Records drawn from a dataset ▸
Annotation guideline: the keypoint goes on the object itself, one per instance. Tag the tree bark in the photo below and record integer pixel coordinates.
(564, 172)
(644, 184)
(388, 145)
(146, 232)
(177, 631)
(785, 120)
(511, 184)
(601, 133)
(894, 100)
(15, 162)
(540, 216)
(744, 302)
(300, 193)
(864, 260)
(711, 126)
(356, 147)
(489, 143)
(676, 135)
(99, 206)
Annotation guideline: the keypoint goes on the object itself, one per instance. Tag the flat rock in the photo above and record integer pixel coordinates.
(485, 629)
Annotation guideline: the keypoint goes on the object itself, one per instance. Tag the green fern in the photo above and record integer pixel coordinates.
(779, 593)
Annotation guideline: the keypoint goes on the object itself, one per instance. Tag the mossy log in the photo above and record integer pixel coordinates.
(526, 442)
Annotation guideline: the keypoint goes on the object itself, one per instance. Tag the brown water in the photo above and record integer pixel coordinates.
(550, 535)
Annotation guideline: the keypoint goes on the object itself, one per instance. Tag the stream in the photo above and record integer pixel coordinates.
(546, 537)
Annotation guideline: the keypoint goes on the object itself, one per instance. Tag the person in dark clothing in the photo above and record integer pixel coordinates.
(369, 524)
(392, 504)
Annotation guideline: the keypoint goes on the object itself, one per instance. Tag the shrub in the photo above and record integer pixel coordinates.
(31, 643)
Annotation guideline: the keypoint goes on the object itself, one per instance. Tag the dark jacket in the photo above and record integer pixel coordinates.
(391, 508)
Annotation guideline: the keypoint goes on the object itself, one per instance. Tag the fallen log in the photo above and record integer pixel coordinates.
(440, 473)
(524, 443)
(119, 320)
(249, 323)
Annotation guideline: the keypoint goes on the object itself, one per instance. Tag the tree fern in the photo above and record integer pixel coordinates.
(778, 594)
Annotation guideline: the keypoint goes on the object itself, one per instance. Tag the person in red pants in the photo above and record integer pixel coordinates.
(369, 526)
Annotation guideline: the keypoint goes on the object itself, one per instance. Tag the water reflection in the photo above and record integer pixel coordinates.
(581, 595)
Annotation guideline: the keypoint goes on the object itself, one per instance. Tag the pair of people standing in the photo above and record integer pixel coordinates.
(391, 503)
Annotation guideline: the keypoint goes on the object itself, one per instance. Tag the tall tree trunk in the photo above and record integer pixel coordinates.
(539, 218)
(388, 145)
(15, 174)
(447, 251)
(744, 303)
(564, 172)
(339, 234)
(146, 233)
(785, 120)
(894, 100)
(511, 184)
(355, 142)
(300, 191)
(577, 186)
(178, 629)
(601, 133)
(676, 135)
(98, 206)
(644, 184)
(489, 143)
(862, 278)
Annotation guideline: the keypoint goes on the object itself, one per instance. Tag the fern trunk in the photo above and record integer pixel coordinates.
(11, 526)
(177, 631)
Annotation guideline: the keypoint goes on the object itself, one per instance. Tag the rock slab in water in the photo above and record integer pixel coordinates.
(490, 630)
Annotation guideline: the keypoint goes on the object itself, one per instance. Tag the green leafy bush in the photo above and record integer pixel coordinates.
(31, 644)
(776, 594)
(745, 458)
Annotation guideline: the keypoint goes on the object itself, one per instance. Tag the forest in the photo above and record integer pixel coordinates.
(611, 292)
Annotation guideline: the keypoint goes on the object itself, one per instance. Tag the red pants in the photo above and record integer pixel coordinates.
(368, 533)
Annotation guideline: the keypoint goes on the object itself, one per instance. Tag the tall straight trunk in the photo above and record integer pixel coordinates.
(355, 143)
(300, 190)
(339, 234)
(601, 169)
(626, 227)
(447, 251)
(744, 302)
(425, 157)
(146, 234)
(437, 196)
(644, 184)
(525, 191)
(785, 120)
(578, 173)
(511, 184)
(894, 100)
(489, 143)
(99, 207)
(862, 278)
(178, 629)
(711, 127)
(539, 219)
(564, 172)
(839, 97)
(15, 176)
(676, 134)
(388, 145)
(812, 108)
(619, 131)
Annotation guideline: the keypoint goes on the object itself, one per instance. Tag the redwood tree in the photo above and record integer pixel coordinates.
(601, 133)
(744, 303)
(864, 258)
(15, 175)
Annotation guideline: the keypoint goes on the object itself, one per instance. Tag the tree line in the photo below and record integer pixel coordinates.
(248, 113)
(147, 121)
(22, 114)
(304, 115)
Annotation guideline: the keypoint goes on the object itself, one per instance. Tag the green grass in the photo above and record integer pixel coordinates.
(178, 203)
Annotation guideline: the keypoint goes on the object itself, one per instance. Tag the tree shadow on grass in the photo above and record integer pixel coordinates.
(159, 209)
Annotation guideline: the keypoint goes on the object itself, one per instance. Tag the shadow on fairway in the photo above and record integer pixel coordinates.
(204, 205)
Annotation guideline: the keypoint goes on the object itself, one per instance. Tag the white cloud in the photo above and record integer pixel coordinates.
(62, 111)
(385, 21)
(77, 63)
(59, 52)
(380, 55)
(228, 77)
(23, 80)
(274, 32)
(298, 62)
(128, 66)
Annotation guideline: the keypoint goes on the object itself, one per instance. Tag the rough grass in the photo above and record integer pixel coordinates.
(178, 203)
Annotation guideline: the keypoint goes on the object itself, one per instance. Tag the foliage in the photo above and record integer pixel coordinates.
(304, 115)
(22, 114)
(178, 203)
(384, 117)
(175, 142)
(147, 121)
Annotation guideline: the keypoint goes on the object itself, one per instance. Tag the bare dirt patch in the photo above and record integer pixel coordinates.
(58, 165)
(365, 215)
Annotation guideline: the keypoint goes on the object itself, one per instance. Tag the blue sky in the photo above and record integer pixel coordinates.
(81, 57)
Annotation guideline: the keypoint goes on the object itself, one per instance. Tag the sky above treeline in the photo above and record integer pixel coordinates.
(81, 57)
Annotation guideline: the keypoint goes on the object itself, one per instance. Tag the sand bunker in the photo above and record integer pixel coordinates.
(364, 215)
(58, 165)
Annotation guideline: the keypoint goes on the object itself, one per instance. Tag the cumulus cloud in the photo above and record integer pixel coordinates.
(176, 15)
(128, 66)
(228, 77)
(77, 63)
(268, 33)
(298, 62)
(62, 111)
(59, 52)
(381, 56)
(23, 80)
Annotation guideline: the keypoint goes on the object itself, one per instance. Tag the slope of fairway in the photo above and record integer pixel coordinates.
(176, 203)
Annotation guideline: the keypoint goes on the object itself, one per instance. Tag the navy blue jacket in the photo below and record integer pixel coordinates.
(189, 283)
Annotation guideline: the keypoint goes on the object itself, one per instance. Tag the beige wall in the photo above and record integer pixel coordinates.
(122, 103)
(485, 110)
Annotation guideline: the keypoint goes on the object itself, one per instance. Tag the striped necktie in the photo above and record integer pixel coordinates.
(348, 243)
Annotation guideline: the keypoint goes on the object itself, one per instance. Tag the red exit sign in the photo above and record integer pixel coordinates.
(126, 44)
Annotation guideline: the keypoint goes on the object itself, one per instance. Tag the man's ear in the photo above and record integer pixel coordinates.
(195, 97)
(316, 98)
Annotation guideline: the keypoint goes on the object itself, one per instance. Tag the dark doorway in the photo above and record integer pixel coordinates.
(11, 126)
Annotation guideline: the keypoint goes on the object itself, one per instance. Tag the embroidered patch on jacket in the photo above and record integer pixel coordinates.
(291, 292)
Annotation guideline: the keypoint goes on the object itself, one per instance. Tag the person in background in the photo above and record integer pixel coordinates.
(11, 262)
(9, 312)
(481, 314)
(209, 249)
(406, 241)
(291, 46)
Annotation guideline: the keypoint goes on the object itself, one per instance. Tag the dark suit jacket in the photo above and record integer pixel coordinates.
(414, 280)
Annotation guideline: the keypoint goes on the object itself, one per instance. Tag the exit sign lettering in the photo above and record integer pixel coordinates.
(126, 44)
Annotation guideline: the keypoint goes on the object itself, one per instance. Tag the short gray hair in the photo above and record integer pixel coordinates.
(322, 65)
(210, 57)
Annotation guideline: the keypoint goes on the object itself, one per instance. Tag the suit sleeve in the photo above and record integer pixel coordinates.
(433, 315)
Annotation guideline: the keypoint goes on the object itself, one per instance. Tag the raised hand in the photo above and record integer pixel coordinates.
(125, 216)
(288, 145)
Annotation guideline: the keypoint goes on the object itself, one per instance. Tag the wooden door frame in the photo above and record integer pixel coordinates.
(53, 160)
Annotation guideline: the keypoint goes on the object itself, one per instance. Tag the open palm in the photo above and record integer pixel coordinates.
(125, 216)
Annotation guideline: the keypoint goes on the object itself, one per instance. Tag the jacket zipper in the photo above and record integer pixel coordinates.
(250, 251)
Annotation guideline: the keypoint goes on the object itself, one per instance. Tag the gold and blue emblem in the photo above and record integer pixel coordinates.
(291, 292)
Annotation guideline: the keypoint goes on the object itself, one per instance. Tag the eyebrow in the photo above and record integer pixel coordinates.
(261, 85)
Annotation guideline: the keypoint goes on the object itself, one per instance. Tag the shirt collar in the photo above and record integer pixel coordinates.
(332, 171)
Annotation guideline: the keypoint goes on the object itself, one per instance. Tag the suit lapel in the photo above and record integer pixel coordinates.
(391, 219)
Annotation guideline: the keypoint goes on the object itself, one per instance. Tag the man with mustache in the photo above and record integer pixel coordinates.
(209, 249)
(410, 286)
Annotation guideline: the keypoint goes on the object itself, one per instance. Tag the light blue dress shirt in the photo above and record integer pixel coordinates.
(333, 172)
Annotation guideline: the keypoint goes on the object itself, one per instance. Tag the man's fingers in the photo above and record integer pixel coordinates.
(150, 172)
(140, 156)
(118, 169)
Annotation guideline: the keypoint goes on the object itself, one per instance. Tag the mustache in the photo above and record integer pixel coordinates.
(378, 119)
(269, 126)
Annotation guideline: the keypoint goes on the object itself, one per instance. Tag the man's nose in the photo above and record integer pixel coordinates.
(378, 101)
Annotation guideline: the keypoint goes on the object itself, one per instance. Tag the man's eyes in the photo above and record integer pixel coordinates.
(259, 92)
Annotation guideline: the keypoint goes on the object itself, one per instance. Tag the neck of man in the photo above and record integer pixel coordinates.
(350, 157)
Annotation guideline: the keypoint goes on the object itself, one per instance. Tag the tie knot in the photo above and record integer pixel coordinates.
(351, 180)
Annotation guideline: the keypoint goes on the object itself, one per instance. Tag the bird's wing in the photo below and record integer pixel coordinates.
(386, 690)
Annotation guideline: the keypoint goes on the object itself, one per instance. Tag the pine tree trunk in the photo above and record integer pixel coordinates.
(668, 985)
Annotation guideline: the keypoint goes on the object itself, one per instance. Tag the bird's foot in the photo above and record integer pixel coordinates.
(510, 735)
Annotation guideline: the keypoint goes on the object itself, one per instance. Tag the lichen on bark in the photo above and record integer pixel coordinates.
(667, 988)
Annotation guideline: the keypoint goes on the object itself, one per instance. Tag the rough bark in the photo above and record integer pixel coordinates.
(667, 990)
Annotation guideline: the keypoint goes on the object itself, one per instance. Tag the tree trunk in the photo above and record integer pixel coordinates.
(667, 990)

Work order ▸ What must be transcribed is the run of lines from the one containing "Tag the tie" to the last line of the data above, inclusive, and only that.

Result of this exercise ▸
Annotation guideline: the keypoint goes on the object itself, one per instance. Tag the tie knot in the photo above and record integer pixel coordinates.
(351, 180)
Annotation guideline: the keypoint goes on the object itself, one per instance. Tag the bird's wing in the photo below and record integer pixel coordinates.
(386, 690)
Annotation guideline: the keypoint goes on the object itself, one per instance. Tag the pine tree trunk in the photo above and record integer pixel coordinates.
(668, 985)
Annotation guideline: the keypoint goes on the object itself, one per instance. Tag the bird's foot in the photo above and record integer pixel coordinates.
(510, 735)
Annotation guideline: the keypoint goes on the object itself, one per instance. Tag the lichen on bark in the photo above and record integer pixel coordinates.
(667, 988)
Annotation guideline: the keypoint goes on the object itself, one per instance. Tag the rough bark in the photo above and record integer pixel coordinates.
(667, 990)
Annotation guideline: the keypoint goes on the object itself, one per instance. Tag the tree trunk in the photo above and record integer pixel coordinates.
(667, 990)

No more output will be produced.